= LISTED ENTRIES =
================

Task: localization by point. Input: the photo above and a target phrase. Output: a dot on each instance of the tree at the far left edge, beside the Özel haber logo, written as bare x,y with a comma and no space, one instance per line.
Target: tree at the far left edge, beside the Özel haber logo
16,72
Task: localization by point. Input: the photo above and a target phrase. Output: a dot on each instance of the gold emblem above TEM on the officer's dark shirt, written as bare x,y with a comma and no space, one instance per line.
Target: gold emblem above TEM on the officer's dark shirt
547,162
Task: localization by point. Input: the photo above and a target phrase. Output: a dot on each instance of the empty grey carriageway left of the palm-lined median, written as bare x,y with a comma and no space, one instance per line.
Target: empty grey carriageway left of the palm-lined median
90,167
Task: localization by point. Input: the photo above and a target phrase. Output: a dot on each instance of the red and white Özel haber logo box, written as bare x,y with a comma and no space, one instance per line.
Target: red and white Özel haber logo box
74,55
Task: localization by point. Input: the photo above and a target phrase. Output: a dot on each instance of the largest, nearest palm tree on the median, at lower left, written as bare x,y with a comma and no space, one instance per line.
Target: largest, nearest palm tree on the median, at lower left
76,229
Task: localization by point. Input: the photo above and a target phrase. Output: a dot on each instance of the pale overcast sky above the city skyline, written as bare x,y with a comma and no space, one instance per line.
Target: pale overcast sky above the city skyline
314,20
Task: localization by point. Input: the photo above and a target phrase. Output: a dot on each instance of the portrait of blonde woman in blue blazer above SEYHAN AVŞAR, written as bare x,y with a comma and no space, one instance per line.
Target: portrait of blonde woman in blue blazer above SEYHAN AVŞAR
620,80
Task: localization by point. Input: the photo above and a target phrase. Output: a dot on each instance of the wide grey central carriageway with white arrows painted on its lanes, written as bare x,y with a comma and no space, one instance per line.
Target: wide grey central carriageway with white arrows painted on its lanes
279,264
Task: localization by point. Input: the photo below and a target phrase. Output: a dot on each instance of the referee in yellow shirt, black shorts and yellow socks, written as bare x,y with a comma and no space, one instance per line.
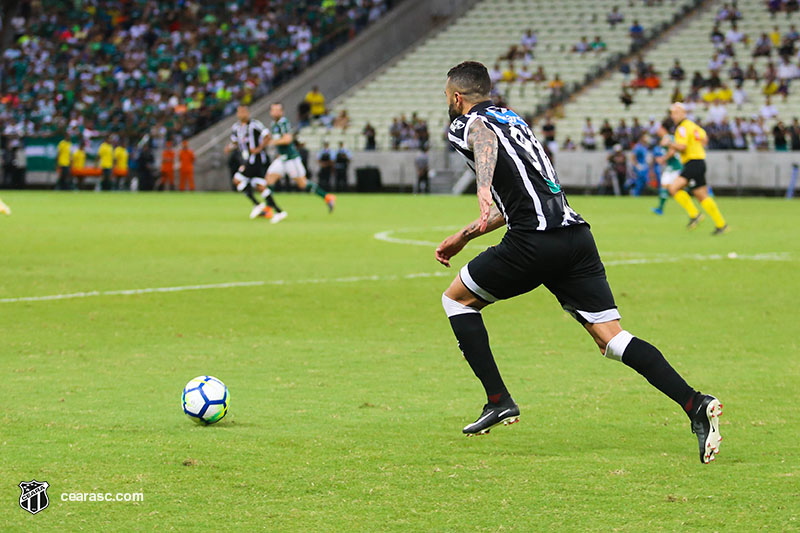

================

= AIM OF THE TASK =
Write down, word for word, the lines above from the one containing "Target: largest, nearest" through the one containing "of the pale", both ends included.

= ANSWER TO THIS TASK =
Target: largest, nearest palm tree on the median, at lower left
76,229
Task: localization by point. Input: the photo above and a target phrase. Output: a dot on each instance of the pale overcast sky above the city skyline, written as bare x,y with a comma and no space, one instance per line.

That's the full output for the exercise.